TEXT BLOCK>
# My Delta 50-760 DC rework



## thegrgyle (Jan 11, 2011)

My dust collector has been a workhorse in my shop, but I feel it really isn’t using its footprint as efficiently as possible. It works but has some serious flaws. 

1) Right away, I bump down to 4” from the 5” inlet, so that cuts down on air flow.

2) I only have one elbow after my Thein topper and that is facing down, so when I hook up to any overhead runs, there is a 180 degree turn that cuts airflow drastically.

3) I am using more hose than I really want, which also cuts down airflow.

4) I currently only have 2 blast gates, but am currently moving hoses constantly to hook up to everything.

5) There is a lot of potential wasted storage space under the DC bag, (that I never empty)

This thread will document my effort to make this more efficient and user friendly. Here are 2 pics of my DC as it currently sits.



















The first thing I wanted to do was remake my thein topper. Here are some pics of that process.

This was the first route I made for the recess in the bottom, with my circle cutting jig on my Router table/TS.












I guess I got so caught up in the rest of the progress (and was having fun with my circle cutting fixture), that I forgot to take pics of the rest of the cuts, but these pics are of the topper before I put in the sheet metal to run along the inside.

















The above picture is of the top upside down, to show the cleat that the metal will be adhered to.


----------



## thegrgyle (Jan 11, 2011)

I then cut and formed the sheet metal, and then stapled and caulked it in place. Here are a few pics of it finished. 


















































That is 5” pvc that I used for the inlet and outlet. I work construction, so when I saw a plumber was running some 5” storm drain, I snagged all the scrap he had, and I think I have enough to do what I intend on doing. It sure was a pain locating fittings for it, but I have and am now waiting for them to arrive. I will then start to work on my manifold, and drawers for under the DC bag, as well as a new “stand” for the DC itself.


----------



## Bob Willing (Jul 4, 2008)

Check this out for your 50-760 Delta DC http://www.jpthien.com/smf/index.php?topic=563.60 I ran across this in my search for different top hat collector designs.


----------



## thegrgyle (Jan 11, 2011)

I think that is where I got my inspiration from... I remember seeing a bunch of different scenarios, and I really like the idea of making the curved part with something other than wood. I did my first one totally out of wood, and while it was fun, it took alot longer to build. I am really needing more storage space, especially for DC accessories, and for them to be more accessible. I am planning on making some drawers underneath the bag area. I NEVER have a need to empty my bag, unless I blast the wynn filter with air from the outside. I think my thein separator does one heck of a job, and I just have to clean the wood flour out of my wynn filter once a year or so.


----------



## Kenbo (Sep 16, 2008)

That.

Is.

Awesome!!!!!!!!!!


:thumbsup:


----------



## Shop Dad (May 3, 2011)

I'm loving this. Exactly what I want to do to get the most out of my DC. Where did you get the sheet metal? Is that something HD carries?

Will you be able to install ducting or are you sticking g with flex?

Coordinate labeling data
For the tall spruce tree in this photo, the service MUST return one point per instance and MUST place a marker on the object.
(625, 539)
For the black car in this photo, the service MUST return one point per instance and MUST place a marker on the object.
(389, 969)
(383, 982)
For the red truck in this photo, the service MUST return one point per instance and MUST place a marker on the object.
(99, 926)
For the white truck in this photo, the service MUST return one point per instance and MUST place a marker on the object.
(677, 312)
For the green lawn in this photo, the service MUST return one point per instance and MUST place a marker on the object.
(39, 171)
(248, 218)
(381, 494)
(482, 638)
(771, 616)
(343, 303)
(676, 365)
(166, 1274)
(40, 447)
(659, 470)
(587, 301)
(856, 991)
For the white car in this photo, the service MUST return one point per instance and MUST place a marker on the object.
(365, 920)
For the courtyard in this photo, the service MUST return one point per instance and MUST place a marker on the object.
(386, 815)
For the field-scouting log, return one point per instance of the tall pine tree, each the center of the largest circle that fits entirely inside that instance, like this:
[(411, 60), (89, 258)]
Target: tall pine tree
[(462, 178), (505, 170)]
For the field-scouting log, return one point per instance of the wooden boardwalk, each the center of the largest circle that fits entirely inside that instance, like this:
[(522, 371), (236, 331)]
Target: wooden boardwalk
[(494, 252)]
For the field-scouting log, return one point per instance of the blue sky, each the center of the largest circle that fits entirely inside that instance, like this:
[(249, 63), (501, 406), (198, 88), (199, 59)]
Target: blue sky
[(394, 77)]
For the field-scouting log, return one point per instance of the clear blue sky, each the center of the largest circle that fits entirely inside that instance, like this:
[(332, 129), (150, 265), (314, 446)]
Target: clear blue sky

EXERCISE REQUIREMENTS>
- a) Echo the portion of the dust collector thread that begins with the words containing "## Bob Willing" and ends with "hat collector designs.".
- b) Please proceed with the dust collector thread from the point where it stops.

EXPECTED OUTPUTS>
- a)
## Bob Willing (Jul 4, 2008)

Check this out for your 50-760 Delta DC http://www.jpthien.com/smf/index.php?topic=563.60 I ran across this in my search for different top hat collector designs.

- b)
----------



## thegrgyle (Jan 11, 2011)

Shop Dad said:


> I'm loving this. Exactly what I want to do to get the most out of my DC. Where did you get the sheet metal? Is that something HD carries?
> 
> Will you be able to install ducting or are you sticking g with flex?


Actually, the sheet metal is something that I work with in my trade. It is 26 gauge aluminum. I have access to 150' rolls of it that are 3' wide. Sorry I couldn't help with that, but I do know HD and Menards do carry some sheet metal. This piece had to be around 42" long though. Not sure if they carry any with that width. If you really need some, PM me. I could probably drop some in the mail to you.

As far as the ducting.... I am going to try to hardpipe as much as possible, but there will be some used. My intention is to cut down the amount of flex by at least half. That might be harder than it looks, since everything is basically mobile. We will see. My main concern is having everything hooked up, so all I have to do is flip some blast gates, and that is it. I spend more time moving hoses around than I want.


----------



## Bob Willing (Jul 4, 2008)

You may want to check this out http://www.jpthien.com/smf/index.php?topic=828.30 and pay attention to the air straightener part of the discussion. This is Thien forum.


----------



## Shop Dad (May 3, 2011)

Bob Willing said:


> You may want to check this out http://www.jpthien.com/smf/index.php?topic=828.30 and pay attention to the air straightener part of the discussion. This is Thien forum.


What exactly is an air straightener? Is this just straight baffles within the air tube from the separator to the DC impeller? Pictures?


----------



## Dave Paine (May 30, 2012)

Shop Dad said:


> What exactly is an air straightener? Is this just straight baffles within the air tube from the separator to the DC impeller? Pictures?


An air "straightener" is another name for a method to convert turbulent flow to laminar flow, which is more efficient.

Normally referred to as straightening vanes.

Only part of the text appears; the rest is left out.